# WHAT IS EXPECTED:
Can you reproduce every line of the material below, requests included, shifting each x and y coordinate in the answers up by 117?

══ EXERCISE INPUTS ══

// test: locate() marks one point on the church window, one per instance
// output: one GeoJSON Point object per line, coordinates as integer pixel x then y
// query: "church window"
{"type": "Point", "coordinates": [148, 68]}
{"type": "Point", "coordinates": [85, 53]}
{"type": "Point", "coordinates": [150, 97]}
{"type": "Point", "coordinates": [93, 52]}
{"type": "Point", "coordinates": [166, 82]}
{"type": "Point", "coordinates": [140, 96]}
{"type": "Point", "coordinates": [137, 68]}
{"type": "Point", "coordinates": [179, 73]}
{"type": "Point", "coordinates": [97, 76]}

═══

# TASK SOLUTION:
// test: locate() marks one point on the church window, one per instance
// output: one GeoJSON Point object per line, coordinates as integer pixel x then y
// query: "church window"
{"type": "Point", "coordinates": [265, 185]}
{"type": "Point", "coordinates": [202, 170]}
{"type": "Point", "coordinates": [267, 214]}
{"type": "Point", "coordinates": [210, 169]}
{"type": "Point", "coordinates": [283, 199]}
{"type": "Point", "coordinates": [257, 213]}
{"type": "Point", "coordinates": [254, 185]}
{"type": "Point", "coordinates": [296, 190]}
{"type": "Point", "coordinates": [214, 193]}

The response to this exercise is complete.